Directive 1:
Can you repeat the email about browser support word for word, starting at "BTW, when looking" and ending at "Great news!"?
Directive 2:
Could you reproduce the listing below word for word, starting at its first line and ending at the line that contains "(1125, 769)", with both of those lines included?

++++ Quoted text ++++

BTW, when looking at these stats, note also that the percentage for IE7 (2.9% recently) is likely inflated due to unidentified bot traffic: https://phabricator.wikimedia.org/T148461#3011175 https://phabricator.wikimedia.org/T157404
On Mon, Mar 20, 2017 at 11:07 AM, James Forrester jforrester@wikimedia.org wrote:
On Mon, 20 Mar 2017 at 07:19 Joaquin Oltra Hernandez < jhernandez@wikimedia.org> wrote:
Great news!
Have we considered dropping IE 10 to grade C given Microsoft ended support for it more than a year ago and it seems to be as low as IE 9 (only a 0.24% *[1]*)?
Certainly, that would be the next step. I think that the additional burden of IE10 over IE11 is relatively slight, so I'd probably recommend keeping it in Grade A for at least a few months more, unless there's an urgent need. As always, each non-core feature needs to decide for itself what support level is provided for older browsers.
(Last week, IE10 is down to 0.22%, BTW — lower than IE4, let alone IE6.)

++++ Input material ++++

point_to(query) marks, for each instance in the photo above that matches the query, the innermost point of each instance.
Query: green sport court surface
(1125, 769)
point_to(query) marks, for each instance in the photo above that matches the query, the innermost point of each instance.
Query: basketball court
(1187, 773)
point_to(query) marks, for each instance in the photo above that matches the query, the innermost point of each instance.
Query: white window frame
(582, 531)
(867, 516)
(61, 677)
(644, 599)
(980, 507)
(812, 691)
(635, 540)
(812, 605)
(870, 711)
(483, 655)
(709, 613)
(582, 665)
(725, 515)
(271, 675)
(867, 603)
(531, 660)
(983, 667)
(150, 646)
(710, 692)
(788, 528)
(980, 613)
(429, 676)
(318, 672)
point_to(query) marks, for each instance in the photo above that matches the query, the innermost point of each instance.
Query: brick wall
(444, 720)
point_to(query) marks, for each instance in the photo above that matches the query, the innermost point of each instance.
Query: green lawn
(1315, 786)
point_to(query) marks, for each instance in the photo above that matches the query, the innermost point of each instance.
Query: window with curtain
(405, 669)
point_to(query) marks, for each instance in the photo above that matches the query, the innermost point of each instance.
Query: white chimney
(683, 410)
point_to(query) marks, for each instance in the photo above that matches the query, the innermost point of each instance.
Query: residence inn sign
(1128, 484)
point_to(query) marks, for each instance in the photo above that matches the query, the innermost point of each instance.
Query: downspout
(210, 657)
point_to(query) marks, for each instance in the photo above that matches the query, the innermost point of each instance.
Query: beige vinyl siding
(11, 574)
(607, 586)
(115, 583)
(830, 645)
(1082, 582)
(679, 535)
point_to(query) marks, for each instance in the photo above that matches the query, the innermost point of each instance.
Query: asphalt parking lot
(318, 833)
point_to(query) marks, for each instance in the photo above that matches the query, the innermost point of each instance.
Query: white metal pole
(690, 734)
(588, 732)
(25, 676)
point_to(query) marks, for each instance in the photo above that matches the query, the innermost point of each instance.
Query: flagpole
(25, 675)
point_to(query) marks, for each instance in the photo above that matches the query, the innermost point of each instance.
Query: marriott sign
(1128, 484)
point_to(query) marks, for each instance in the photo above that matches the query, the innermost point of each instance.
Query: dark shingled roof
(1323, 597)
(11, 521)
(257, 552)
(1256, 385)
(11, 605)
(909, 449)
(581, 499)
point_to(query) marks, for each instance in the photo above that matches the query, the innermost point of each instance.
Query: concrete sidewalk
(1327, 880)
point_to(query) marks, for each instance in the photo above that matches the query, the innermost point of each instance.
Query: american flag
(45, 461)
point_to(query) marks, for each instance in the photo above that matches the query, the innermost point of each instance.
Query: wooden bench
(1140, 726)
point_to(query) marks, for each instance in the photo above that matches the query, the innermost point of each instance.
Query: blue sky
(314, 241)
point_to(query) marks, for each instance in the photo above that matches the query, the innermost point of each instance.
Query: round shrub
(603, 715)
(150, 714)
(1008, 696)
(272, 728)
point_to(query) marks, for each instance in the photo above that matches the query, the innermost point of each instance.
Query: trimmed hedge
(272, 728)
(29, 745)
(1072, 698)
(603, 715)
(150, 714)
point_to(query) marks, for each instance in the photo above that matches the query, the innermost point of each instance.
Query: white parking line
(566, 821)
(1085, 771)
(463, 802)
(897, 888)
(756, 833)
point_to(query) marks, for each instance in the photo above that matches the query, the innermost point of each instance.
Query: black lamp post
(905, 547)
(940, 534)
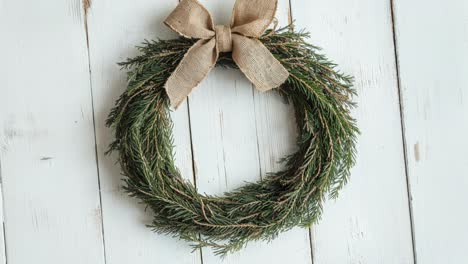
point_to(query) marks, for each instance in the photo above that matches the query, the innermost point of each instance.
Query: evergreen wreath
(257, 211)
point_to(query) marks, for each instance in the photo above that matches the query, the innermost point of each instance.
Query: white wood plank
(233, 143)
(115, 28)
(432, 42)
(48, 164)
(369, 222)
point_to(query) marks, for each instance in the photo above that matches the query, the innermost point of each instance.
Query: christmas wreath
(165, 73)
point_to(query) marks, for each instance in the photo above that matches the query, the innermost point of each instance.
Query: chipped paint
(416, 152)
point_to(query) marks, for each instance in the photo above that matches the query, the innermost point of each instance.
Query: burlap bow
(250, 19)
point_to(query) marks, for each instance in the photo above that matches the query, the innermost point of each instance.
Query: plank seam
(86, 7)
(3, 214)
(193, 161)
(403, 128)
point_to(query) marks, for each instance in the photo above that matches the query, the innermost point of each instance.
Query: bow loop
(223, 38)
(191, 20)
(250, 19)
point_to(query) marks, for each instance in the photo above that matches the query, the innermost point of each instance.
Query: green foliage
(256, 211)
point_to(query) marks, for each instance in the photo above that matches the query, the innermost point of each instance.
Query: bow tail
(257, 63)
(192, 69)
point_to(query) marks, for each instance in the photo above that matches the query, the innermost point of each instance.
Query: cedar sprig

++++

Expected answer 1:
BTW, when looking at these stats, note also that the percentage for IE7 (2.9% recently) is likely inflated due to unidentified bot traffic: https://phabricator.wikimedia.org/T148461#3011175 https://phabricator.wikimedia.org/T157404
On Mon, Mar 20, 2017 at 11:07 AM, James Forrester jforrester@wikimedia.org wrote:
On Mon, 20 Mar 2017 at 07:19 Joaquin Oltra Hernandez < jhernandez@wikimedia.org> wrote:
Great news!

Expected answer 2:
point_to(query) marks, for each instance in the photo above that matches the query, the innermost point of each instance.
Query: green sport court surface
(1125, 769)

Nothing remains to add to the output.